• **Exercise directions**
Render each line from the start of the records through the line containing "(1405, 780)" as a JSON list of strings, one string per line, with blank lines omitted.

A run of records:
** START **
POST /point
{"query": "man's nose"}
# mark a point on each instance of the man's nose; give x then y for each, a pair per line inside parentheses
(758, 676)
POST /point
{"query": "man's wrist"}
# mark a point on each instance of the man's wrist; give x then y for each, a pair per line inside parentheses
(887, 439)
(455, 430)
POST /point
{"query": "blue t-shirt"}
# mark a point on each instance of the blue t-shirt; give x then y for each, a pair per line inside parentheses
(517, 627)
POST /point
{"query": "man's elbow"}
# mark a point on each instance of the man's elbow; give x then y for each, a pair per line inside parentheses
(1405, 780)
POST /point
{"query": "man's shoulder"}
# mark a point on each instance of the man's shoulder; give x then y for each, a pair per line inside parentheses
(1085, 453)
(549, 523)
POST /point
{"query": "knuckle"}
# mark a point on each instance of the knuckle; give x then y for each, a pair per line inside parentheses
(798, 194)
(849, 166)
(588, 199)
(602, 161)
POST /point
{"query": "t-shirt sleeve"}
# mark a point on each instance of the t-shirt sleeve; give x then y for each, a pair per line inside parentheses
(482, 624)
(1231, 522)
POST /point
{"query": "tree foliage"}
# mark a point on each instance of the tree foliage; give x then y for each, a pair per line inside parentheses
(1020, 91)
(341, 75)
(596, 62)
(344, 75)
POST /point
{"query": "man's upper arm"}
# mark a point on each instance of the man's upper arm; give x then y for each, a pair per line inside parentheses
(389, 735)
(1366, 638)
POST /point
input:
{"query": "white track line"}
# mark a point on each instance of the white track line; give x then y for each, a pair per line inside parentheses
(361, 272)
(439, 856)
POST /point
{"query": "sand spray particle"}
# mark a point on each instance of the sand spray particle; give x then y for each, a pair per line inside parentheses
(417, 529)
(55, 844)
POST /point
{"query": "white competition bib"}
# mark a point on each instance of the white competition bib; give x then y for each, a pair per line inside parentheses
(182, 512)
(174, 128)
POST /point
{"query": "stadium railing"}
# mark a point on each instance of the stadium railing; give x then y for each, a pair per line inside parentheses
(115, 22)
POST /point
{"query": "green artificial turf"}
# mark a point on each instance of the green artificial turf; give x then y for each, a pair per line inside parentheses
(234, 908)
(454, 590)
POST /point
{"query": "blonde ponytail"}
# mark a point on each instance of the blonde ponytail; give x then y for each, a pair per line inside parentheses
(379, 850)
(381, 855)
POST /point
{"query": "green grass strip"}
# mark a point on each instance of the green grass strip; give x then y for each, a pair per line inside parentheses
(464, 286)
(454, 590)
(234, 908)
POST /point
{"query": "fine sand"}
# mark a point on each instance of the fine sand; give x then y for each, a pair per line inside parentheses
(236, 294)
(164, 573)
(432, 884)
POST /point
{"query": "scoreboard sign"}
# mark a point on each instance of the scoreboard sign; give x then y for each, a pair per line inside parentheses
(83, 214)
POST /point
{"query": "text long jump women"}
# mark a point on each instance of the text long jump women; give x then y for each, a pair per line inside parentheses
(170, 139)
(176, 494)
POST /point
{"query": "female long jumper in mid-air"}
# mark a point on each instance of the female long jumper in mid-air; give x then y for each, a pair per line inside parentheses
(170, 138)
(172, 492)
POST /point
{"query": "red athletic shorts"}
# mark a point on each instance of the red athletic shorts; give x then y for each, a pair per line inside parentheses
** END **
• **Correct output**
[
  "POST /point",
  "{\"query\": \"man's nose\"}",
  "# mark a point on each instance of the man's nose; give x then y for each, a pair per line inside parentheses",
  "(758, 676)",
  "POST /point",
  "{\"query\": \"man's wrist\"}",
  "# mark a point on each instance of the man's wrist; give x then y for each, a pair per line inside parentheses",
  "(887, 439)",
  "(455, 430)",
  "POST /point",
  "{\"query\": \"blue t-shirt\"}",
  "# mark a point on each instance of the blue t-shirt; give x then y for each, a pair per line inside parentheses",
  "(517, 627)",
  "POST /point",
  "{\"query\": \"man's elbow\"}",
  "# mark a point on each instance of the man's elbow; give x then y for each, a pair per line inside parentheses",
  "(1405, 780)"
]